▶ **THE REQUEST**:
Every entry must be given again exactly.

[start AVAILABLE RECORDS]

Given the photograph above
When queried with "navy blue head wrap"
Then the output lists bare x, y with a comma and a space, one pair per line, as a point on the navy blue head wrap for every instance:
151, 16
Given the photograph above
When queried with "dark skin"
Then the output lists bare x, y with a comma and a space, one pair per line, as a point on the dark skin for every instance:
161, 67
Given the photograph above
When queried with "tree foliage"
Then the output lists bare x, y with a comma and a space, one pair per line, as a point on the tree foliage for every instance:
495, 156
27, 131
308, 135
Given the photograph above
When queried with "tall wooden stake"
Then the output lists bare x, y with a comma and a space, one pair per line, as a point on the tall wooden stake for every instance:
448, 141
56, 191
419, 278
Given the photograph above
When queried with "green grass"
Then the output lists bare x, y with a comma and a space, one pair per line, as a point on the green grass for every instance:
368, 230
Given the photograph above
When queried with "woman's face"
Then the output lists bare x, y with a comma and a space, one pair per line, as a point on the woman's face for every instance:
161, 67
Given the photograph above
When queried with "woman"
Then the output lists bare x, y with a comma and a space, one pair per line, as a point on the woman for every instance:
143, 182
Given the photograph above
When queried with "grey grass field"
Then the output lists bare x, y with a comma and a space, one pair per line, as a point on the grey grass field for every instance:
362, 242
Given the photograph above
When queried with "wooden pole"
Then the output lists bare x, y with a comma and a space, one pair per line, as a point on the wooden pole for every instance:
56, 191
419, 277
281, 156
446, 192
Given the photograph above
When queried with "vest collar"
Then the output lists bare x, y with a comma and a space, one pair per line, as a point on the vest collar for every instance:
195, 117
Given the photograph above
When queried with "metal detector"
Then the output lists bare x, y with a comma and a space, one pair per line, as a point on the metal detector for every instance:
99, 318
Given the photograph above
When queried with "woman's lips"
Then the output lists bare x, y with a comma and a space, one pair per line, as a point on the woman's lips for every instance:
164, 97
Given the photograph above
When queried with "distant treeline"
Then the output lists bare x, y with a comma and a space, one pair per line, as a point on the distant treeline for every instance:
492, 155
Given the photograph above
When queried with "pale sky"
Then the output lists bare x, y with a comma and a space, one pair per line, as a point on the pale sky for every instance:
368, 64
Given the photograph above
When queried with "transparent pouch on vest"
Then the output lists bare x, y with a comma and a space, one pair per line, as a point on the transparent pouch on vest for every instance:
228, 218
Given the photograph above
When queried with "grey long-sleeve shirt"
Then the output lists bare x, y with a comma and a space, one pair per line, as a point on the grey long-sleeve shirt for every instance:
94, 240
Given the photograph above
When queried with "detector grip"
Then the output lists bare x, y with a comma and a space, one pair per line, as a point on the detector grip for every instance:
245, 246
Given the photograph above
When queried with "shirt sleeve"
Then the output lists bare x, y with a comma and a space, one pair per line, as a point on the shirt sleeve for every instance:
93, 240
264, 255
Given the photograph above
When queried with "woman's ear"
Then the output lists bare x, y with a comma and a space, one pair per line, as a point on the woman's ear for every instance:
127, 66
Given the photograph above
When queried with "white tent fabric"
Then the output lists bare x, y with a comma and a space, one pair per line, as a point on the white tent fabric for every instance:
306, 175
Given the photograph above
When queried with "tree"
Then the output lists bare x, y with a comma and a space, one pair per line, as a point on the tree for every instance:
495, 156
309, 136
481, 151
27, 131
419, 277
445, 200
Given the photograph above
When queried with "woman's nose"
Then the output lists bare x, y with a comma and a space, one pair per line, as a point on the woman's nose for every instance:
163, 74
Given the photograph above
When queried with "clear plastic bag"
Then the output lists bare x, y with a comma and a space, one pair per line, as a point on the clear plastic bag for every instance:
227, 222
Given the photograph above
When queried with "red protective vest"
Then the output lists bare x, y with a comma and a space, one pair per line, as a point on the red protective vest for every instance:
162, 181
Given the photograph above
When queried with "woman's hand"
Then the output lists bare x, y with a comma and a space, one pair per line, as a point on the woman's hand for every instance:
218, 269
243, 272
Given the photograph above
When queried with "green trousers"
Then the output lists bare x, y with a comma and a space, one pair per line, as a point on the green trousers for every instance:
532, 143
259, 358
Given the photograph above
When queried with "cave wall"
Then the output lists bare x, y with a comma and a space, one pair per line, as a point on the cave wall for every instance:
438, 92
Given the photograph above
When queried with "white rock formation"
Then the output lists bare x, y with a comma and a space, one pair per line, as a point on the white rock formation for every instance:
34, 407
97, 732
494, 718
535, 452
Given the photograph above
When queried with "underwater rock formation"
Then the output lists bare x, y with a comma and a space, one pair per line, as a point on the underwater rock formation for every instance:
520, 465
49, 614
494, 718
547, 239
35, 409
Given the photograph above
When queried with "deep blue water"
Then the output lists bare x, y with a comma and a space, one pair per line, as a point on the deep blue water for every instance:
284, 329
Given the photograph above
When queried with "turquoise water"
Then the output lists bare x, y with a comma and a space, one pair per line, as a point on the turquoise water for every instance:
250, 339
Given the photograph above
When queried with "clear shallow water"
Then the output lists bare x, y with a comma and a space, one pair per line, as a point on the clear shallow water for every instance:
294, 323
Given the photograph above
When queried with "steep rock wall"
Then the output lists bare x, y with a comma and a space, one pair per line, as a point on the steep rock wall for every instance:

[end AVAILABLE RECORDS]

▶ **REPLY TO THE EXERCISE**:
Given the photograph above
When queried with "navy blue head wrap"
Then the output lists bare x, y with a comma and a space, one pair per line, as a point on the navy blue head wrap for every instance:
151, 16
Given the photograph above
When queried with "dark skin"
Then the output lists bare x, y with a comma and a space, one pair per line, as a point on the dark skin for every instance:
161, 67
Given the photograph above
When queried with "tree foliage"
Then the output lists bare x, y with a comma and a space, one pair per line, as a point on the tree foliage for every instance:
495, 156
27, 131
308, 135
Given the photograph above
When queried with "tall wooden stake"
Then the output lists bare x, y with a comma and a space, one pair per line, as a point on the tall wooden stake for every instance:
448, 141
56, 191
419, 278
Given the photograph above
When queried with "green grass"
Then the output lists bare x, y with a comma and a space, one pair per line, as a point on the green grass for every instance:
368, 230
Given the photograph above
When queried with "woman's face"
Then the output lists bare x, y with a comma and a space, one pair per line, as a point on the woman's face for every instance:
161, 67
Given the photograph above
When queried with "woman"
Then the output lists bare x, y with a comma and a space, one pair per line, as a point on the woman for every instance:
143, 182
Given the photograph above
When queried with "grey grass field"
Then the output lists bare x, y with a comma and a space, one pair per line, as a point on the grey grass field for every instance:
362, 242
Given the photograph above
When queried with "wooden pole"
Then the output lists bare x, y with a comma and a space, one pair per line, as a point on the wooden pole for every instance:
56, 191
419, 277
281, 156
446, 192
Given the photograph above
When queried with "vest collar"
Then the output lists bare x, y with a comma and a space, one pair per line, as a point on the vest collar for every instance:
195, 117
Given the photograph above
When queried with "metal detector"
Then the output lists bare x, y with a comma and a space, one pair per line, as a point on the metal detector for every instance:
99, 318
Given the photograph above
When queried with "woman's lips"
Then the output lists bare x, y with a comma and a space, one pair per line, as a point on the woman's lips for every instance:
164, 97
Given the photograph above
When queried with "distant treeline"
Then the output lists bare x, y with a comma and a space, one pair per line, as a point on the distant treeline for every instance:
492, 155
Given the photograph above
When queried with "pale sky"
Then the output lists bare x, y with a comma and a space, one pair per line, as a point on the pale sky for every instance:
368, 64
Given the photograph above
When queried with "transparent pouch on vest"
Then the output lists bare x, y with a comma and a space, one pair per line, as a point on the transparent pouch on vest for every instance:
228, 218
Given the photograph above
When queried with "grey long-sleeve shirt"
Then the output lists bare x, y with a comma and a space, one pair per line, as a point on the grey long-sleeve shirt for every instance:
94, 240
Given the photograph above
When queried with "detector grip"
Then the output lists bare x, y with a comma and a space, one pair per line, as a point on the detector grip for every instance:
245, 246
Given the photograph above
When queried with "shirt sleeve"
Then the output lists bare x, y with a comma and a space, one pair per line, as a point on the shirt sleeve for every instance:
93, 240
264, 255
Given the photograph above
When queried with "woman's ear"
Then the output lists bare x, y with a comma and a space, one pair per line, as a point on the woman's ear for every instance:
127, 66
Given the photograph above
When queried with "white tent fabric"
Then the output lists bare x, y with a comma and a space, one pair per line, as a point on the white tent fabric for every instance:
306, 175
Given the photograph above
When queried with "tree"
Then the output lists bare x, y with a comma and a space, one pair per line, as a point on the tree for every instance:
495, 156
309, 136
481, 151
27, 131
419, 277
445, 200
Given the photograph above
When queried with "woman's nose"
Then the output lists bare x, y with a comma and a space, one pair per line, as a point on the woman's nose for every instance:
163, 74
Given the photograph above
When queried with "clear plastic bag"
Then the output lists bare x, y with a comma and a space, one pair per line, as a point on the clear plastic bag for every instance:
227, 222
Given the photograph above
When queried with "red protective vest"
Then the output lists bare x, y with a comma and a space, one pair per line, as a point on the red protective vest for every instance:
162, 181
Given the photograph above
When queried with "woman's hand"
Then the output lists bare x, y with a comma and a space, one pair per line, as a point on the woman's hand for every instance:
218, 269
243, 272
Given the photograph above
When queried with "green trousers"
Then the output lists bare x, y with a comma and a space, one pair per line, as a point on the green trousers for every instance:
532, 143
259, 358
Given the photograph above
When queried with "cave wall"
Then the output lists bare x, y with a comma and a space, one pair per line, as a point on the cave wall for every instance:
438, 92
Given the photograph above
When queried with "white rock formation"
Then the output lists bare x, y with a comma and a space, one pair per line, as a point on the white rock formation for every instance:
34, 407
97, 732
494, 718
535, 452
Given the photograph above
When queried with "underwater rock formation"
Then the output lists bare x, y with a comma and a space, one pair per line, as a point on the underwater rock formation for every instance:
520, 465
49, 614
494, 718
547, 239
35, 409
Given the photograph above
When queried with "deep blue water"
Then the output lists bare x, y with a comma and a space, one pair per line, as a point on the deep blue water for every instance:
284, 329
Given the photograph above
When queried with "turquoise water"
Then the output lists bare x, y with a comma and a space, one pair per line, as a point on the turquoise water for every instance:
250, 339
Given the photograph above
When queried with "clear shallow water"
Then the output lists bare x, y with a comma and a space, one pair per line, as a point on the clear shallow water for every instance:
294, 323
Given the photograph above
When queried with "steep rock wall"
Then the output lists bare x, y with a comma and a space, one pair per line, as a point on the steep rock wall for every instance:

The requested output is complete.